[Document text — start]

The National Coalition Party "Fatherland" and the Estonian National Independence Party formed an electoral alliance, but won only eight seats. The Right-Wingers, which included members of Fatherland splinter group Republicans’ and the Conservatives’ People's Party, managed to pass the threshold with exactly 5% share of the vote.

The Social Democrats and Rural Centre Party presented a joined list again and soon after the election formed a new party called the Moderates.

An election newcomer was Our Home is Estonia!, a Russian ethnic minority list. Among the lists that did not pass the threshold were a cartel known as the Fourth Power, formed consisting of the Royalists and Greens.

[Document text — finish]
[The data — start]

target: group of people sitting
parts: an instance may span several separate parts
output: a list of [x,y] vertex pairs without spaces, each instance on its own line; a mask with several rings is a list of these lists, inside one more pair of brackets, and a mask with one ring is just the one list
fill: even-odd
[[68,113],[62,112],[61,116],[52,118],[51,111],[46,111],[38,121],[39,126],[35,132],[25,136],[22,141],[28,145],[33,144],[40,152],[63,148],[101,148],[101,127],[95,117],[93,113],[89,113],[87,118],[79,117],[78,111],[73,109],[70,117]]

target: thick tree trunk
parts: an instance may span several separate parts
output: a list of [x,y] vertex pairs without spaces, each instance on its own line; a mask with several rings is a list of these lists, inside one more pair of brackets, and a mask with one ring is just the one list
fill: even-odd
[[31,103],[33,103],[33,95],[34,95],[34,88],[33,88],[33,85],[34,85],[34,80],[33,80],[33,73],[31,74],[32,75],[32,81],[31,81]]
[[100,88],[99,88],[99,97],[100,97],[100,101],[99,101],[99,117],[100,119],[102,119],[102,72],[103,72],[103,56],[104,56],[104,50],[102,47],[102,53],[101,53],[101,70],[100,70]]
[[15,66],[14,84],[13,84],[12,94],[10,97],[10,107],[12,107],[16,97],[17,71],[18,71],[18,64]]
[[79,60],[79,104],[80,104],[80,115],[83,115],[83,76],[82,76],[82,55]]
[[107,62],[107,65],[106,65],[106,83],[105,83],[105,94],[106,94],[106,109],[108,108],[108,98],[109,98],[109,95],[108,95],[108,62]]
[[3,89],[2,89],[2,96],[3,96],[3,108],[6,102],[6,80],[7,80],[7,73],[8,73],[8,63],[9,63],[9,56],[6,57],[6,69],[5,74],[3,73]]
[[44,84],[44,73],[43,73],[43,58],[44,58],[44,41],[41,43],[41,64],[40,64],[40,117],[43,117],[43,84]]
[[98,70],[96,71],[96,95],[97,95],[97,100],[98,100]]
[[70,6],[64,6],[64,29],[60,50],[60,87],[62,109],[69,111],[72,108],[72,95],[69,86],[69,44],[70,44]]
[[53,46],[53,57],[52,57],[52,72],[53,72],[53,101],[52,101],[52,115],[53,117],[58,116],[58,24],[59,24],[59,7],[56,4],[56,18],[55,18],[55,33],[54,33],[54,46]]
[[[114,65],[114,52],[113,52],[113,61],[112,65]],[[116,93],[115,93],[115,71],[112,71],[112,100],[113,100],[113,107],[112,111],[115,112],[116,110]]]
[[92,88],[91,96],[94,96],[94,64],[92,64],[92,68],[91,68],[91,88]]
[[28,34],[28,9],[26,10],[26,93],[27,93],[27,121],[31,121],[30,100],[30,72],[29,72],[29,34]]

[The data — finish]

■ Questions ■
(a) Reproduce the election passage between "An election newcomer" and "Royalists and Greens.", inclusive.
(b) According to the election passage, what share of the vote did the Right-Wingers receive?
These items come from a different source than the election passage.

■ Results of the tasks ■
(a)
An election newcomer was Our Home is Estonia!, a Russian ethnic minority list. Among the lists that did not pass the threshold were a cartel known as the Fourth Power, formed consisting of the Royalists and Greens.

(b) Exactly 5%.